| Short task |
Report how many lines of the data contain the string "windshield". Case counts.

| Provided data |
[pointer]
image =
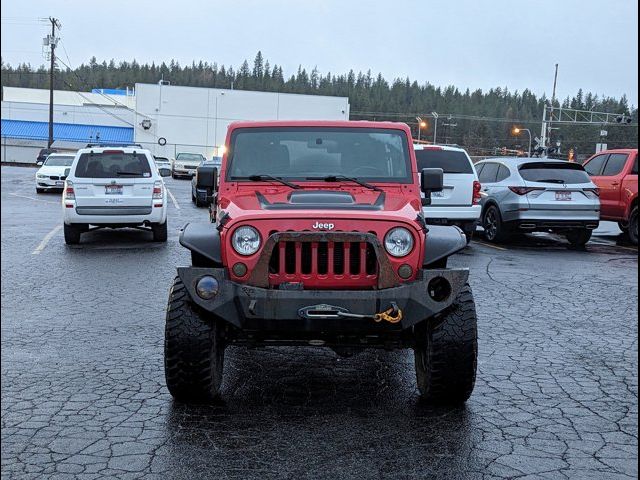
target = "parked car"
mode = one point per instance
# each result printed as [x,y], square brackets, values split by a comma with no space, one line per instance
[185,164]
[459,202]
[164,165]
[531,194]
[43,154]
[201,194]
[114,187]
[615,172]
[53,172]
[322,242]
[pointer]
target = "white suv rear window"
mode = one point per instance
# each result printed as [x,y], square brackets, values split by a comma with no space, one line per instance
[450,161]
[109,164]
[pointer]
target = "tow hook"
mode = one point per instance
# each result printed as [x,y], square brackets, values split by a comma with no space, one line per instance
[391,315]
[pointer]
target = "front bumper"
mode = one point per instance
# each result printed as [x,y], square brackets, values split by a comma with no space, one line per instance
[254,308]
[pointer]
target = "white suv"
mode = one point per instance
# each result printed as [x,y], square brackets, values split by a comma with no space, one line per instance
[459,202]
[114,187]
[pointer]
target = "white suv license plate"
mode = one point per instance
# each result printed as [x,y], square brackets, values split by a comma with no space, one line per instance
[563,196]
[113,189]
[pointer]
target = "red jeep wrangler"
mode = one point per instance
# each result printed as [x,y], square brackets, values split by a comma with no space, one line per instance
[317,238]
[615,172]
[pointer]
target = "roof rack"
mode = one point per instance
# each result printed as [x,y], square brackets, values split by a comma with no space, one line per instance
[102,145]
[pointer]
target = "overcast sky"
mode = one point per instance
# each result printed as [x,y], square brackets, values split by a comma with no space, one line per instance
[466,43]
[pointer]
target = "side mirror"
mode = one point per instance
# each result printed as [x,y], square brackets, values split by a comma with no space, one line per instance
[431,180]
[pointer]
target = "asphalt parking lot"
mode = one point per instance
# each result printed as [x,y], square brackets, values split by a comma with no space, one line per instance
[83,391]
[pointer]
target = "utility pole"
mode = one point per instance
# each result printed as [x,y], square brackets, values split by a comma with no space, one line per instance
[52,41]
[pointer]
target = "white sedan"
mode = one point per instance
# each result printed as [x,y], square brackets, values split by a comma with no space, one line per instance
[52,173]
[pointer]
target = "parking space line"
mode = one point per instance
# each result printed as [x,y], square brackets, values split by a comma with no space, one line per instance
[173,199]
[45,240]
[490,246]
[32,198]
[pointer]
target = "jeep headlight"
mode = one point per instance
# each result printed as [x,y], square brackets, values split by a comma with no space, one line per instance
[398,242]
[245,240]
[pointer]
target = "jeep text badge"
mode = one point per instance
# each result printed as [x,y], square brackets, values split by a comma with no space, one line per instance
[323,226]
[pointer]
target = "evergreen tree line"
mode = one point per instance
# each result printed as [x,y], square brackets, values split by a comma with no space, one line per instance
[480,120]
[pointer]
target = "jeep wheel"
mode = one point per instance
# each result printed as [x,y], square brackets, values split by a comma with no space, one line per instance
[494,229]
[193,350]
[159,232]
[578,238]
[446,352]
[72,234]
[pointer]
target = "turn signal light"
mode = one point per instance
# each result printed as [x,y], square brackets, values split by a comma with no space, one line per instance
[524,190]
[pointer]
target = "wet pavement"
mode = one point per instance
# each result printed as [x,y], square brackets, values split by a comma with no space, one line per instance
[83,392]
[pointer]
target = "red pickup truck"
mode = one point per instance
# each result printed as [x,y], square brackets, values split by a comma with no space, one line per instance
[615,172]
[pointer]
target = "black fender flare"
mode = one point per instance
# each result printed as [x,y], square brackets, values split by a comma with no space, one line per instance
[204,239]
[442,242]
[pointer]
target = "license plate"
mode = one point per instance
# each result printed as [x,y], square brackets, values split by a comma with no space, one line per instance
[113,189]
[563,196]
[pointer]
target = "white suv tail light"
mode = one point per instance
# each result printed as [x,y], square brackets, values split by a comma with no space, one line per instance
[157,190]
[69,193]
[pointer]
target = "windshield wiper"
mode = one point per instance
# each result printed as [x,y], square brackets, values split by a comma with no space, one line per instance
[551,180]
[263,177]
[337,178]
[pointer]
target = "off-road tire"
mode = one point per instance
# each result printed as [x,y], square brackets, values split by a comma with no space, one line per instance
[446,352]
[72,234]
[494,228]
[633,226]
[159,231]
[578,238]
[193,350]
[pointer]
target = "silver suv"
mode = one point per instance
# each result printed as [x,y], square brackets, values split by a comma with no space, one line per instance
[531,194]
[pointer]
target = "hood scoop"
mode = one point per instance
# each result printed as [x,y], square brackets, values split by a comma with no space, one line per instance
[319,200]
[321,197]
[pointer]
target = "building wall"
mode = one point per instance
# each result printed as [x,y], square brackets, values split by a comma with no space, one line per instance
[196,119]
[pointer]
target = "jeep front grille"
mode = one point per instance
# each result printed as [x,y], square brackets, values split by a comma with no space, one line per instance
[356,260]
[323,260]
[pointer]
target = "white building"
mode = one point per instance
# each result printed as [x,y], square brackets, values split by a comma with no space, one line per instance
[166,119]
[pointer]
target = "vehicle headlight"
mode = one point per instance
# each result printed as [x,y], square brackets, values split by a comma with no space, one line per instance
[246,240]
[398,242]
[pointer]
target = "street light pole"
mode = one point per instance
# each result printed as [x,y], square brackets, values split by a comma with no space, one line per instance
[435,126]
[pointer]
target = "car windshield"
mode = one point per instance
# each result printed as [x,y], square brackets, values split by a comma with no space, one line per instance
[59,161]
[450,161]
[109,164]
[313,153]
[547,172]
[189,157]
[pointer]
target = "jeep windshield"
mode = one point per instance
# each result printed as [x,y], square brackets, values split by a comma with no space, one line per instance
[189,157]
[312,153]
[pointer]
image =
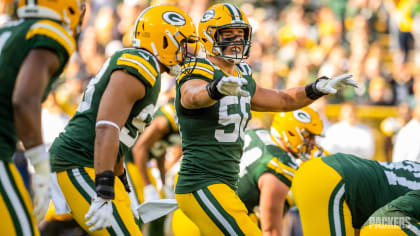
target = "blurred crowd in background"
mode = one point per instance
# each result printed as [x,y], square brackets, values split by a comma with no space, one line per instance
[293,43]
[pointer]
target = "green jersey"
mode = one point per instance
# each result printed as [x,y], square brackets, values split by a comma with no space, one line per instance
[212,137]
[75,146]
[170,139]
[370,185]
[262,155]
[17,39]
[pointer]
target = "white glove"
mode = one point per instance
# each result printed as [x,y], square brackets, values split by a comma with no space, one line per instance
[231,86]
[331,85]
[39,158]
[134,204]
[100,214]
[150,193]
[167,192]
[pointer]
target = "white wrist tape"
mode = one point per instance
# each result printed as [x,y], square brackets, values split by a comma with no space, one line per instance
[107,122]
[37,154]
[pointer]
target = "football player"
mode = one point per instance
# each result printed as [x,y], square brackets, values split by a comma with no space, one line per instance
[33,52]
[268,164]
[213,102]
[401,217]
[336,194]
[117,105]
[161,134]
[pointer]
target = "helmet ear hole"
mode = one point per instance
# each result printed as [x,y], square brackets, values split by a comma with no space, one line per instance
[165,42]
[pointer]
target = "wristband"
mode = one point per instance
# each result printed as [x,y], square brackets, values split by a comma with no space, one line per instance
[124,180]
[212,90]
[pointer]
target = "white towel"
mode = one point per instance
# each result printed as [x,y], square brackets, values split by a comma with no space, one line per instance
[154,209]
[57,196]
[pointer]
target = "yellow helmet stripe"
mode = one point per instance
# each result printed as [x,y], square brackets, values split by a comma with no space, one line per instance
[234,11]
[139,67]
[169,111]
[54,31]
[151,69]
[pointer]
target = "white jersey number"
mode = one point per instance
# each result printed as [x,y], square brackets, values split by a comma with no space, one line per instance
[236,119]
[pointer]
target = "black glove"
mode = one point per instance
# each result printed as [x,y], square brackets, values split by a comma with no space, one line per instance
[312,92]
[104,185]
[213,91]
[124,180]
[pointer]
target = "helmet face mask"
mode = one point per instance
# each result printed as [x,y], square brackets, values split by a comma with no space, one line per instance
[221,17]
[296,131]
[165,31]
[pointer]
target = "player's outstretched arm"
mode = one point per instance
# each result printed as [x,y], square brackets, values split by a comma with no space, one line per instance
[295,98]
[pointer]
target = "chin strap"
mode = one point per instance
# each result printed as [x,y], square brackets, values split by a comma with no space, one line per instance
[174,70]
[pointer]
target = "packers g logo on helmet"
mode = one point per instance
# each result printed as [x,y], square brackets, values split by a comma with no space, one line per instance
[207,15]
[223,16]
[68,12]
[292,129]
[174,18]
[165,31]
[302,116]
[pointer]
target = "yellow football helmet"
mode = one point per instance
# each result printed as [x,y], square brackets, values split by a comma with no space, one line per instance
[165,31]
[294,130]
[69,12]
[222,16]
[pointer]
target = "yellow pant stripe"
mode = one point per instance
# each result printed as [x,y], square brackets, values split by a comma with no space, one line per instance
[78,188]
[318,192]
[17,201]
[217,210]
[139,67]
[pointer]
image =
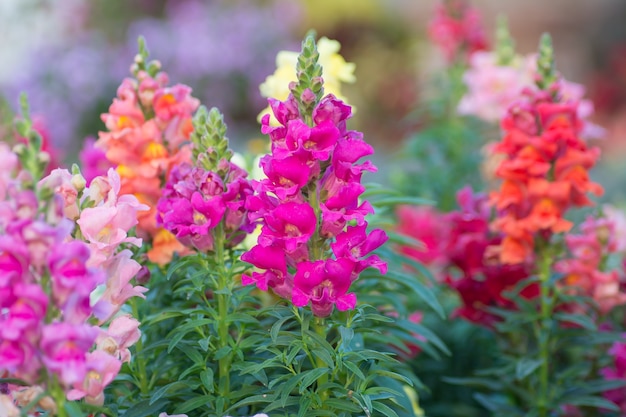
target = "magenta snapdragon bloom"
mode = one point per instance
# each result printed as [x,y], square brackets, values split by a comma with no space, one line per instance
[306,251]
[195,201]
[456,28]
[65,347]
[93,161]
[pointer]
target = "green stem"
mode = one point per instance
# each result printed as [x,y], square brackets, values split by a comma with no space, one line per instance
[545,325]
[57,393]
[223,300]
[319,325]
[139,358]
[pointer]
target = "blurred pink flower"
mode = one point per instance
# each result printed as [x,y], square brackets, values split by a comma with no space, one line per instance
[65,347]
[101,368]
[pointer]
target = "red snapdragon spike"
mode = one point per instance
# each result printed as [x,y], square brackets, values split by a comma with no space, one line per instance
[545,173]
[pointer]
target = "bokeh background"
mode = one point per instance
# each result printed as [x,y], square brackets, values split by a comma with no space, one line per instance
[70,55]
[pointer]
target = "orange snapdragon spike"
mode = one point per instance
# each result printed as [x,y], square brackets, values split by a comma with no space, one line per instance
[148,126]
[544,174]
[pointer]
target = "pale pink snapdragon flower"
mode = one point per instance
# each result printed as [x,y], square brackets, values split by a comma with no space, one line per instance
[101,369]
[122,332]
[493,87]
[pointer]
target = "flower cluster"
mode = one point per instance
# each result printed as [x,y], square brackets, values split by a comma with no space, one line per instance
[585,271]
[336,71]
[148,125]
[50,269]
[493,87]
[461,244]
[456,29]
[544,173]
[309,207]
[195,201]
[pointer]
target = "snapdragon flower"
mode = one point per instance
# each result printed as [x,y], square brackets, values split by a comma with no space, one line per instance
[313,242]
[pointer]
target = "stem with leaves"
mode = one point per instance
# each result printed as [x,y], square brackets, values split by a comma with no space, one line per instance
[223,301]
[544,329]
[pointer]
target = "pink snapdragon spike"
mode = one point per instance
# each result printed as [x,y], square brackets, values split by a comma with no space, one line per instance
[457,29]
[101,368]
[195,201]
[59,241]
[93,161]
[64,348]
[314,241]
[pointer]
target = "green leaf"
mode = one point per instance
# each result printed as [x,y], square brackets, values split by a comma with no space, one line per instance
[192,354]
[580,319]
[324,355]
[193,404]
[385,410]
[145,409]
[525,367]
[254,399]
[172,387]
[73,409]
[207,377]
[394,201]
[488,383]
[312,376]
[354,369]
[590,401]
[343,404]
[222,352]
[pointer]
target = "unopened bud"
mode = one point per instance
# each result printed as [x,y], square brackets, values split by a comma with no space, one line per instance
[143,276]
[43,157]
[307,96]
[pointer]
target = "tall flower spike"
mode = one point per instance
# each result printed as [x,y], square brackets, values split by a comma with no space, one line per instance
[309,89]
[197,198]
[308,251]
[545,63]
[210,144]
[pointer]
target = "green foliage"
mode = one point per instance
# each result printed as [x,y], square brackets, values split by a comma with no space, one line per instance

| Solved exercise |
3